**Stored records**
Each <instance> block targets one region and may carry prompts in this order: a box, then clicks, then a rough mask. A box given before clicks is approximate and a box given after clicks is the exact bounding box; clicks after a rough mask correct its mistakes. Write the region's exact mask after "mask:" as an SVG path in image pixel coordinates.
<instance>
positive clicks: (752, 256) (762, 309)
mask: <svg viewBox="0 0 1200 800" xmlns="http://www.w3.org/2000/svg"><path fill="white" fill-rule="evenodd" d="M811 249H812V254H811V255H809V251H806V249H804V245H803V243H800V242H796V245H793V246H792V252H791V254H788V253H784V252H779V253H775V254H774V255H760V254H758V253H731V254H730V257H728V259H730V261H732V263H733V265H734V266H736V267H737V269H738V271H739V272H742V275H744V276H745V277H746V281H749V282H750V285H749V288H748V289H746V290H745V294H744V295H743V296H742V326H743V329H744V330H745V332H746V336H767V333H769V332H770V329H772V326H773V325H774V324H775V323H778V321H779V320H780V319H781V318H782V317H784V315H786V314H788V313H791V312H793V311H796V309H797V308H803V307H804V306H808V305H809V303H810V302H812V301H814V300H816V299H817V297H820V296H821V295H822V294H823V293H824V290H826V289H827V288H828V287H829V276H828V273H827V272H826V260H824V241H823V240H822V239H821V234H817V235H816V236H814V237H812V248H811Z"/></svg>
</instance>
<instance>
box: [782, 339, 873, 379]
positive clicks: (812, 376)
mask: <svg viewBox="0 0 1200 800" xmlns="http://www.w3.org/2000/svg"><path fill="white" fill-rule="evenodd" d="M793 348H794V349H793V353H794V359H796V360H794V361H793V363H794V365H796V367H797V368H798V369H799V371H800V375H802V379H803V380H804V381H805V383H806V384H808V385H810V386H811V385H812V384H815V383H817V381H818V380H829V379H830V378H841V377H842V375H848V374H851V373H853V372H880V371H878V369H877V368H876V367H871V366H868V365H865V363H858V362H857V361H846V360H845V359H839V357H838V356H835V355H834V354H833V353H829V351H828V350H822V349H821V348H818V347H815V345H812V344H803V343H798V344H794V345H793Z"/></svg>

**WHAT IS EXPECTED**
Swap "positive clicks" for "foreground clicks" in every item above, and reproduce the items with everything else unchanged.

**SOLUTION FOR THIS TASK**
Each <instance> block targets one region and may carry prompts in this order: a box, then clicks, then a rough mask. A box given before clicks is approximate and a box given after clicks is the exact bounding box; clicks after a rough mask correct its mistakes. Write the region's exact mask after "mask:" as an SVG path in image pixel coordinates.
<instance>
foreground clicks: (752, 256) (762, 309)
mask: <svg viewBox="0 0 1200 800" xmlns="http://www.w3.org/2000/svg"><path fill="white" fill-rule="evenodd" d="M811 249H812V254H811V255H809V251H806V249H804V245H803V243H800V242H796V245H793V246H792V252H791V254H788V253H784V252H779V253H775V254H774V255H760V254H758V253H731V254H730V257H728V259H730V261H732V263H733V265H734V266H736V267H737V269H738V271H739V272H742V275H744V276H745V277H746V281H749V282H750V285H749V288H748V289H746V290H745V294H744V295H743V296H742V326H743V329H744V330H745V332H746V336H767V333H769V332H770V329H772V326H773V325H774V324H775V323H778V321H779V320H780V319H781V318H782V317H784V315H786V314H788V313H791V312H793V311H796V309H797V308H803V307H804V306H808V305H809V303H810V302H812V301H814V300H816V299H817V297H820V296H821V295H822V294H823V293H824V290H826V289H827V288H828V287H829V276H828V273H827V272H826V260H824V241H823V240H822V239H821V234H817V235H816V236H814V237H812V248H811Z"/></svg>
</instance>
<instance>
box: [782, 339, 873, 379]
foreground clicks: (812, 376)
mask: <svg viewBox="0 0 1200 800" xmlns="http://www.w3.org/2000/svg"><path fill="white" fill-rule="evenodd" d="M793 348H794V349H793V353H794V359H796V360H794V361H793V363H794V365H796V367H797V368H798V369H799V371H800V375H802V379H803V380H804V381H805V383H806V384H808V385H810V386H811V385H812V384H815V383H817V381H818V380H829V379H830V378H841V377H842V375H848V374H851V373H853V372H880V371H878V369H877V368H876V367H871V366H868V365H865V363H858V362H857V361H846V360H845V359H839V357H838V356H835V355H834V354H833V353H829V351H828V350H822V349H821V348H818V347H815V345H812V344H803V343H798V344H794V345H793Z"/></svg>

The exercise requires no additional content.